What you are asked to do ▸
Render the part of the records that opens at their start and closes with the line containing "<point>507,497</point>" as a Markdown table with the columns Row and Line, giving each line a row number and skipping blank lines. Leave the pictures out of the table.

Stored data ▸
____________________
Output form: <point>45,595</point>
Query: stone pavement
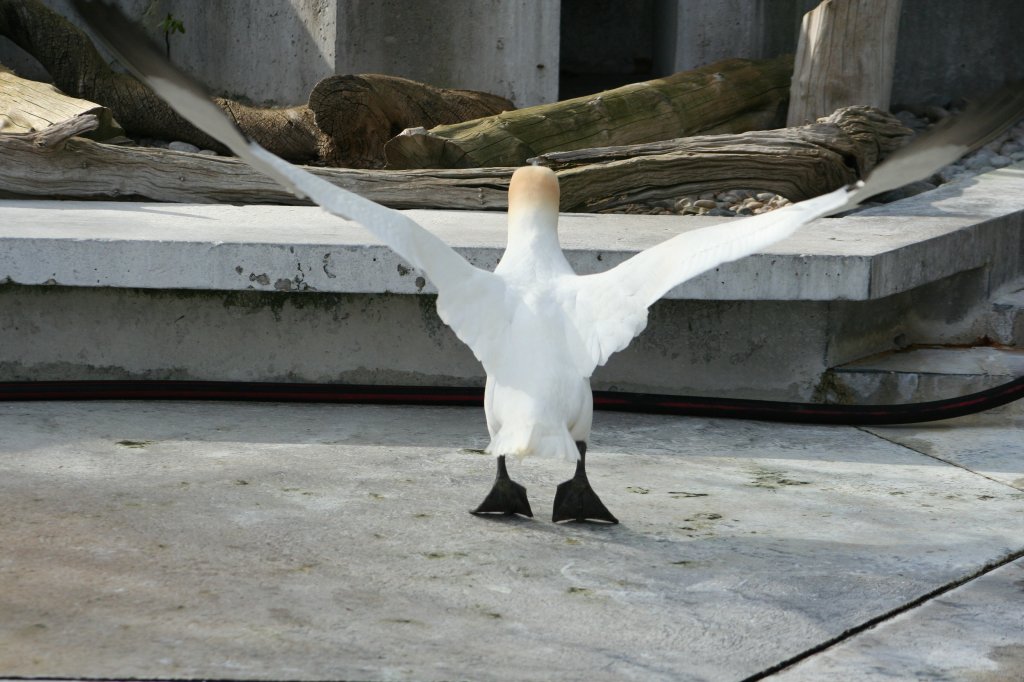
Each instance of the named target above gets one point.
<point>311,542</point>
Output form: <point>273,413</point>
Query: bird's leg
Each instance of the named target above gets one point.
<point>576,500</point>
<point>507,497</point>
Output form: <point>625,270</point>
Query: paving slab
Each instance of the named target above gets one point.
<point>973,633</point>
<point>990,443</point>
<point>961,226</point>
<point>187,540</point>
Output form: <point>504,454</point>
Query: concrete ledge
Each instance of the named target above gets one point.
<point>877,253</point>
<point>122,291</point>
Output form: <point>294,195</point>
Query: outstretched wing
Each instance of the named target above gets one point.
<point>608,309</point>
<point>451,273</point>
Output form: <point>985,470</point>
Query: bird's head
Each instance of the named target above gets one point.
<point>534,199</point>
____________________
Task result ▸
| Row | Line |
|---|---|
| 1 | Output form: <point>45,595</point> |
| 2 | Query: stone pavement |
| 3 | Each instance of the named target above gets one point. |
| 4 | <point>311,542</point> |
| 5 | Output form: <point>273,413</point> |
| 6 | Query: bird's leg |
| 7 | Each instance of the named target above gets one point. |
| 8 | <point>576,500</point> |
| 9 | <point>507,497</point> |